■ TASK OBJECTIVE
Give the records below again exactly, and exclude each picture.

■ TASK INPUT
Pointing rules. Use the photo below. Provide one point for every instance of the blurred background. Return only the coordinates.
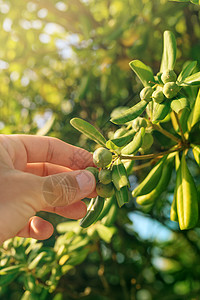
(64, 59)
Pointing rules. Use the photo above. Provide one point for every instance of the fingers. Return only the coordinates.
(66, 188)
(45, 169)
(74, 211)
(52, 150)
(37, 228)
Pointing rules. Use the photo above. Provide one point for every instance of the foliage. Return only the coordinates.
(61, 60)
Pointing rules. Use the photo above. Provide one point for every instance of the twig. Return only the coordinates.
(149, 156)
(139, 167)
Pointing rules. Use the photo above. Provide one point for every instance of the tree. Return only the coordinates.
(62, 60)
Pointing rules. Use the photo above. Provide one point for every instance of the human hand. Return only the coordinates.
(41, 173)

■ EXPECTED ANSWER
Pointing rules. Use the photo below. Provide one point for every instance of the blurred background. Return only the coordinates.
(64, 59)
Pointing rules. Use the photo above. Provide one point for every instance of the fingers. Return only the coordinates.
(66, 188)
(45, 169)
(74, 211)
(52, 150)
(37, 228)
Pointing rules. Use the photo above. Provide one point for every instance of the foliage. Return only the coordinates.
(61, 60)
Pointing rules. Use the photo above. Provide one point for every instance of the twig. Return only the coordinates.
(149, 156)
(139, 167)
Pointing rules. Use the photo above. Provide one point for every instance of the tree. Return only the coordinates.
(62, 60)
Pointing rules. Use the photo above. Provide one point for every instance of the human hand. Return only the coordinates.
(41, 173)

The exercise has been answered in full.